### Task instructions:
Transcribe nothing but the lines from the one with "of the crowd" to the end of the entries, both included, keeping each exact and leaving every picture out.
#### Records provided ####
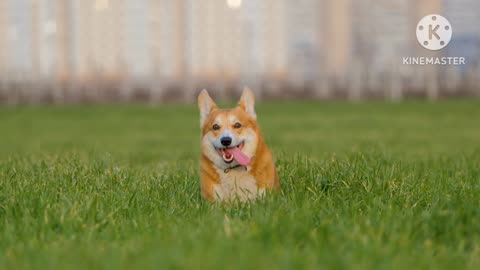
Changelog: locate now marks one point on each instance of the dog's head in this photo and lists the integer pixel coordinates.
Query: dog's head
(229, 136)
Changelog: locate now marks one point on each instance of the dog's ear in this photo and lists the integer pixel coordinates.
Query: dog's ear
(247, 102)
(206, 105)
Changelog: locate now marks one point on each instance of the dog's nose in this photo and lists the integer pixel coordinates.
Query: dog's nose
(226, 141)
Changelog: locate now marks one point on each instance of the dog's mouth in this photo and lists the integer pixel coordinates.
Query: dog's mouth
(234, 153)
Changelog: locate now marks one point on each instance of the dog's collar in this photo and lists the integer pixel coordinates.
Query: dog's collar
(234, 167)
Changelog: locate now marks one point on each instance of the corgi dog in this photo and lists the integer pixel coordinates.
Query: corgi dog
(235, 162)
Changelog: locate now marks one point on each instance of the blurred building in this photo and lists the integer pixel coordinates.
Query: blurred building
(103, 50)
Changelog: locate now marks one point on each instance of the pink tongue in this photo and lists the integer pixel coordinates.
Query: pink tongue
(238, 155)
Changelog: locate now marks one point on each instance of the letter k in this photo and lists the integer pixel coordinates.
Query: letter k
(433, 32)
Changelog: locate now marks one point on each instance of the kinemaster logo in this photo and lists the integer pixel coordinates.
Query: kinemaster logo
(434, 32)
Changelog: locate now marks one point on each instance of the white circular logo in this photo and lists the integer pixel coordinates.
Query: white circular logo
(434, 32)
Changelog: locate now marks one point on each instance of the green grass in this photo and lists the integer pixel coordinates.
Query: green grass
(364, 186)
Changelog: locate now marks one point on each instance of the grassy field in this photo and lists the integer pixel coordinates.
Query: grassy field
(365, 186)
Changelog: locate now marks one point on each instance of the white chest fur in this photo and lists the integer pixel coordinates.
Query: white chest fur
(237, 184)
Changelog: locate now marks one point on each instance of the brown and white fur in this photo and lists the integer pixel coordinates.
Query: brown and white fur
(223, 178)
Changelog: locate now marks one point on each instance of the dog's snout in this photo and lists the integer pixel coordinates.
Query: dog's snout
(226, 141)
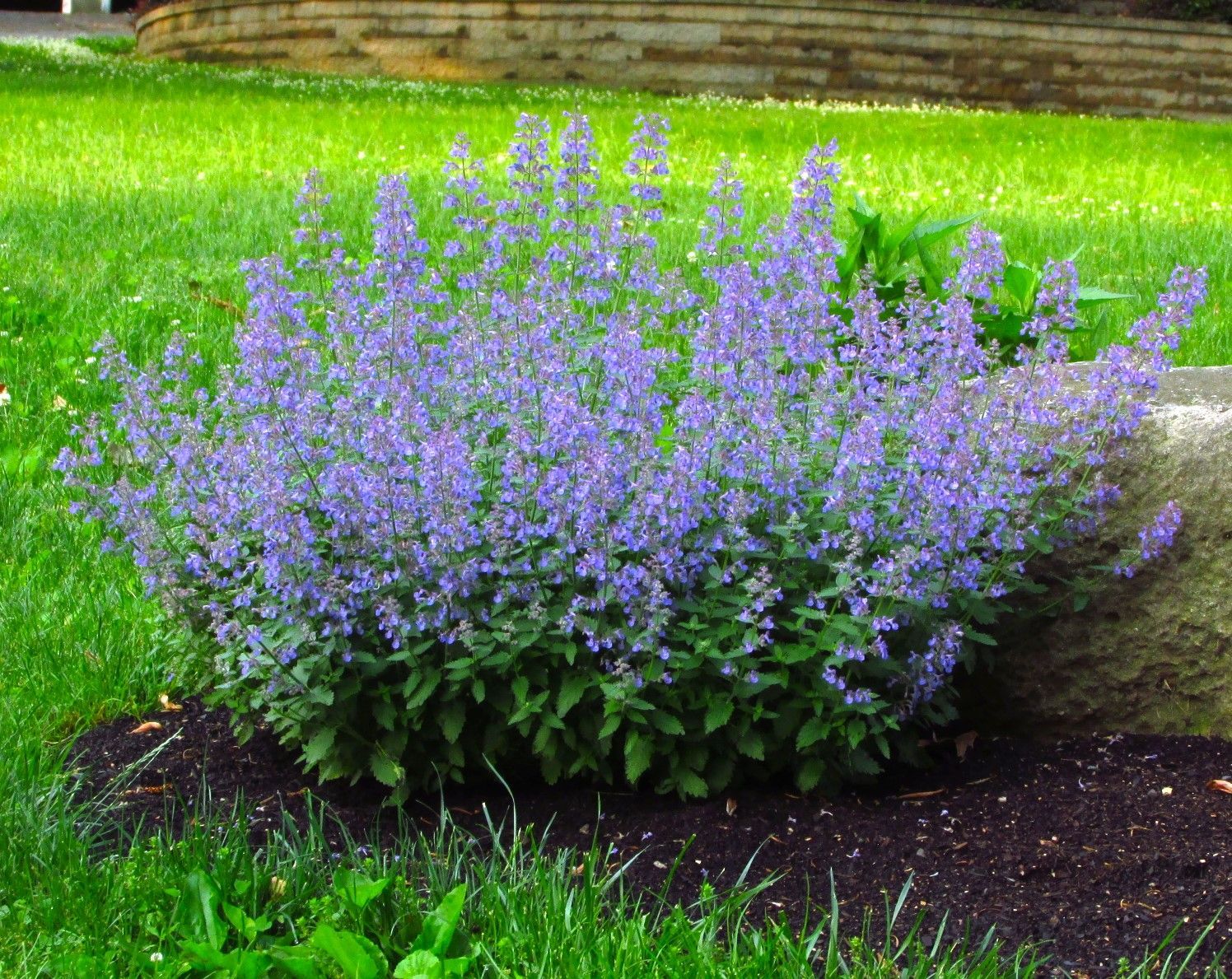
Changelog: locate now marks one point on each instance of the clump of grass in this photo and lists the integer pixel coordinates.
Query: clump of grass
(124, 181)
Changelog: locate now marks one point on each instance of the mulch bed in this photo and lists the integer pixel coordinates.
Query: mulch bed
(1097, 845)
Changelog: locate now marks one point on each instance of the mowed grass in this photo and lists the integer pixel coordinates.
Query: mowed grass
(128, 195)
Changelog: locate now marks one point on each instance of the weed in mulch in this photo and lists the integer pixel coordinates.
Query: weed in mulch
(1097, 846)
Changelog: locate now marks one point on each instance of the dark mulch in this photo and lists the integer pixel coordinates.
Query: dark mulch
(1098, 845)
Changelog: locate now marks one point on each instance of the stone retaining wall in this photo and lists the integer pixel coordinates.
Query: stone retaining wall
(785, 49)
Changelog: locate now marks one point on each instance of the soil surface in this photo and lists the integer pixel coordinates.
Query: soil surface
(1098, 846)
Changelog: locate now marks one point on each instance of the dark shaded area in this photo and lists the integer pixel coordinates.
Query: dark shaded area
(1097, 845)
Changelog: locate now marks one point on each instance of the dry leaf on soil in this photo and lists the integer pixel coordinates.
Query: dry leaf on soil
(964, 742)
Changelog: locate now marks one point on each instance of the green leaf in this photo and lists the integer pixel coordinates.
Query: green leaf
(571, 692)
(352, 953)
(452, 720)
(690, 783)
(320, 745)
(357, 891)
(810, 775)
(420, 964)
(441, 924)
(638, 750)
(295, 961)
(811, 732)
(1090, 296)
(667, 723)
(1021, 282)
(198, 910)
(611, 725)
(752, 745)
(717, 715)
(385, 770)
(934, 231)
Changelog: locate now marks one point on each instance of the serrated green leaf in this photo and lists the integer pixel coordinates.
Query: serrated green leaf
(1021, 282)
(320, 745)
(571, 692)
(752, 745)
(690, 783)
(452, 720)
(717, 715)
(667, 723)
(638, 752)
(811, 732)
(385, 770)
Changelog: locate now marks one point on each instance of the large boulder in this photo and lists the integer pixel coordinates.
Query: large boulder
(1154, 653)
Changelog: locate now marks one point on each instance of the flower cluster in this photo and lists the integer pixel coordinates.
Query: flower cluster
(526, 490)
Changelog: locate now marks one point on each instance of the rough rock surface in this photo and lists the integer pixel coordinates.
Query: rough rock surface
(1154, 653)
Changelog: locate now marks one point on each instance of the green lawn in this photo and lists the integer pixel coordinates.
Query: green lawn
(124, 184)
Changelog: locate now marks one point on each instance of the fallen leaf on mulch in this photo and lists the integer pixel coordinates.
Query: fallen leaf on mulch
(148, 790)
(964, 742)
(922, 795)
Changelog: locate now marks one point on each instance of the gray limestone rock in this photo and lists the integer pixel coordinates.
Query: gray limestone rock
(1154, 653)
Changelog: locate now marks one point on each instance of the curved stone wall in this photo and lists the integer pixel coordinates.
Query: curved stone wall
(847, 49)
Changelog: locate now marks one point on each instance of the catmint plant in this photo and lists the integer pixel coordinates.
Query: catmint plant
(525, 492)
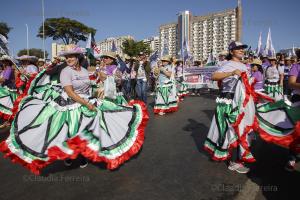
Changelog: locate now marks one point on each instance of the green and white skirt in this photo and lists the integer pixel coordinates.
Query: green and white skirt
(166, 99)
(231, 125)
(7, 99)
(49, 126)
(274, 90)
(182, 89)
(279, 123)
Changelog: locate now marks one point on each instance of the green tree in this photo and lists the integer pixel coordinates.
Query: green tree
(33, 52)
(133, 48)
(65, 29)
(4, 29)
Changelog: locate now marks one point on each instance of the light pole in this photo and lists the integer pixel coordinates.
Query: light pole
(43, 10)
(27, 39)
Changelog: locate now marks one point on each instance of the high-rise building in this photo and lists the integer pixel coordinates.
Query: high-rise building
(168, 38)
(184, 30)
(153, 43)
(202, 34)
(106, 45)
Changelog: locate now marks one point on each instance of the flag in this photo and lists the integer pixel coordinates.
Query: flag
(210, 59)
(91, 47)
(165, 50)
(185, 51)
(269, 49)
(114, 47)
(3, 44)
(293, 51)
(153, 58)
(259, 50)
(121, 64)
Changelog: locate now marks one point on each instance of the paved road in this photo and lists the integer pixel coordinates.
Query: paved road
(171, 165)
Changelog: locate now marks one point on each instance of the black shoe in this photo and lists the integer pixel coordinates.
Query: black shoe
(83, 163)
(68, 162)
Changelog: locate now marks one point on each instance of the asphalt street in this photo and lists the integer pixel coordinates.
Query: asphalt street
(171, 165)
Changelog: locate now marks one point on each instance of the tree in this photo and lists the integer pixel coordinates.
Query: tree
(65, 29)
(133, 48)
(33, 52)
(4, 29)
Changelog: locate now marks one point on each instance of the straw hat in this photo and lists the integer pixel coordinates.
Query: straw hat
(166, 58)
(256, 62)
(287, 58)
(126, 57)
(272, 58)
(26, 57)
(223, 53)
(71, 49)
(112, 55)
(5, 57)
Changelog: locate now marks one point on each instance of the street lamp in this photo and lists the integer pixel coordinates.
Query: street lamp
(27, 39)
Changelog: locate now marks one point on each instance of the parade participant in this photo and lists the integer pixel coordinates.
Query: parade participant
(41, 64)
(274, 79)
(111, 70)
(166, 99)
(29, 64)
(294, 148)
(133, 79)
(196, 89)
(222, 58)
(126, 77)
(8, 94)
(223, 137)
(257, 74)
(179, 76)
(143, 69)
(67, 121)
(7, 75)
(265, 61)
(287, 67)
(279, 122)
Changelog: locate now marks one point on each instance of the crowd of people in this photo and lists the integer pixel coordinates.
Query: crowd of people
(63, 109)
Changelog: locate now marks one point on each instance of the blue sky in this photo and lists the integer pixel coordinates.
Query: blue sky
(142, 18)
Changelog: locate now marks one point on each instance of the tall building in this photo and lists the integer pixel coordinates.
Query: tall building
(106, 45)
(184, 30)
(203, 34)
(168, 38)
(153, 43)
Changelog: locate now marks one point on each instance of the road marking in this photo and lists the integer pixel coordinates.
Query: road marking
(249, 191)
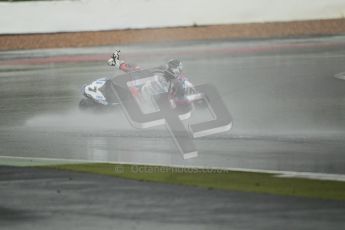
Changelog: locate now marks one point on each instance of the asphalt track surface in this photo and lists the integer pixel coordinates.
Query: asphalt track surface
####
### Reply to the exercise:
Changelog: locate now marks one point on each instance of the crowd of people in this photo and lists the integer pixel coordinates.
Query: crowd of people
(63, 109)
Changelog: locate now marks one point on each instance of the blue sky in this photo and lists the integer pixel coordinates.
Query: blue sky
(142, 18)
Changelog: locate now marks one point on each instance of the tall building in this photo and lists the integer pixel coordinates.
Query: tall building
(106, 45)
(184, 30)
(203, 34)
(168, 38)
(153, 43)
Changelog: locate now marks one point on each instance of the road marking in this photo and lists the integer pixel coordinates.
Query: road marking
(249, 191)
Changelog: locate now marks one point on each instance of the asphalt track surface in this photo and lists the integer pixel coordinates.
Query: asphalt track surface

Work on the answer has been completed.